● **OBJECTIVE**: Quote all of the lines below in full, without changing anything.

● **STORED RECORDS**:
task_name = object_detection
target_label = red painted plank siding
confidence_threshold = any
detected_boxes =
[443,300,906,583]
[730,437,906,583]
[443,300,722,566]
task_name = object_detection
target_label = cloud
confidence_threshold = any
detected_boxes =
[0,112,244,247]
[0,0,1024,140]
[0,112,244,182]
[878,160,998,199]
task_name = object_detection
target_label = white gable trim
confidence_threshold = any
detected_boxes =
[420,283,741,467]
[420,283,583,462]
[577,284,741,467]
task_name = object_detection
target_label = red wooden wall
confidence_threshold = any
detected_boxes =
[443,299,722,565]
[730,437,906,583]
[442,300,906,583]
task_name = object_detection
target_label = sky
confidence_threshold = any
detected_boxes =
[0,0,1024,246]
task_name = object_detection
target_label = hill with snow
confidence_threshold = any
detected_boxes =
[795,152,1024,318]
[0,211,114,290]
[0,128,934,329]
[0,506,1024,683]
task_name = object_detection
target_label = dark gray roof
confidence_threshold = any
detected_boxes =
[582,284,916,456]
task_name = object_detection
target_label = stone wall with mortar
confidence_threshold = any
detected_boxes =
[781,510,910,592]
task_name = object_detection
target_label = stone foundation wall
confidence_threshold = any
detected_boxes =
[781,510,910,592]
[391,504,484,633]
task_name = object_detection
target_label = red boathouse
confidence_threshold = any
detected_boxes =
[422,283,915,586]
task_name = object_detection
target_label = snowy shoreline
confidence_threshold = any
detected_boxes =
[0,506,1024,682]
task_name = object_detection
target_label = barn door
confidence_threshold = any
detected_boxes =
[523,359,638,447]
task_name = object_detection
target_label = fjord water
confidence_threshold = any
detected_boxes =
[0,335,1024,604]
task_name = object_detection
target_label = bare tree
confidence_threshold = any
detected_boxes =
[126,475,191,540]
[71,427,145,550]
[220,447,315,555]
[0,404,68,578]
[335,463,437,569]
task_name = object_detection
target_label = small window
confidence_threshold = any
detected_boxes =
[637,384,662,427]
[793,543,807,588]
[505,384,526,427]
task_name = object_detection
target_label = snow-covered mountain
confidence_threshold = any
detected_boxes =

● **RESULT OF THE EXERCISE**:
task_name = object_detection
target_label = red painted plank siding
confidence_threshold = any
detected_boxes =
[443,300,906,583]
[730,437,906,583]
[443,300,722,566]
task_name = object_detection
target_label = cloud
confidence_threshold = any
detected_boxes =
[0,112,244,247]
[0,0,1024,140]
[0,112,244,182]
[878,160,998,199]
task_name = object_detection
target_label = white gable trim
confidence_threshold = any
detected_boxes =
[420,283,741,467]
[420,283,583,462]
[577,284,741,467]
task_name = object_detection
target_label = red wooden wall
confidence_threshold = any
detected_boxes =
[443,299,722,565]
[730,437,906,583]
[442,300,906,583]
task_name = object_detection
target_label = sky
confidence_threshold = any
detected_boxes =
[0,0,1024,246]
task_name = object_detection
target_label = hill with snow
confidence_threshold = any
detected_boxes =
[795,152,1024,318]
[0,211,114,290]
[0,128,934,329]
[0,506,1024,683]
task_name = object_detection
target_label = dark gray roof
confidence_threshold = any
detected_boxes =
[582,284,916,456]
task_name = object_detection
target_label = stone wall with mortar
confidence_threshold = any
detected_boxes =
[781,510,910,592]
task_name = object_detection
target_label = stone foundation wall
confidence_threshold = any
detected_boxes =
[781,510,910,592]
[391,504,484,633]
task_name = object_detection
target_label = red boathouse
confidence_threshold = any
detected_boxes =
[422,283,915,586]
task_name = object_detection
target_label = snowy shoreline
confidence_threshold = any
detected_boxes =
[0,506,1024,682]
task_name = object_detection
target_label = barn door
confidence_threshold = any
detected_boxes =
[523,359,638,447]
task_name = object_detection
target_label = fjord water
confidence_threshold = any
detected_boxes =
[0,335,1024,604]
task_name = object_detection
target_label = bare tree
confidence_threshold = any
detected_boxes =
[126,475,191,540]
[71,427,145,550]
[220,447,315,555]
[0,404,68,578]
[335,463,437,569]
task_name = object_detection
target_label = small window
confidence_threshold = any
detected_boxes =
[637,384,662,427]
[793,543,807,588]
[505,384,526,427]
task_name = object_detection
target_label = snow-covered mountain
confidence_threshold = any
detected_boxes =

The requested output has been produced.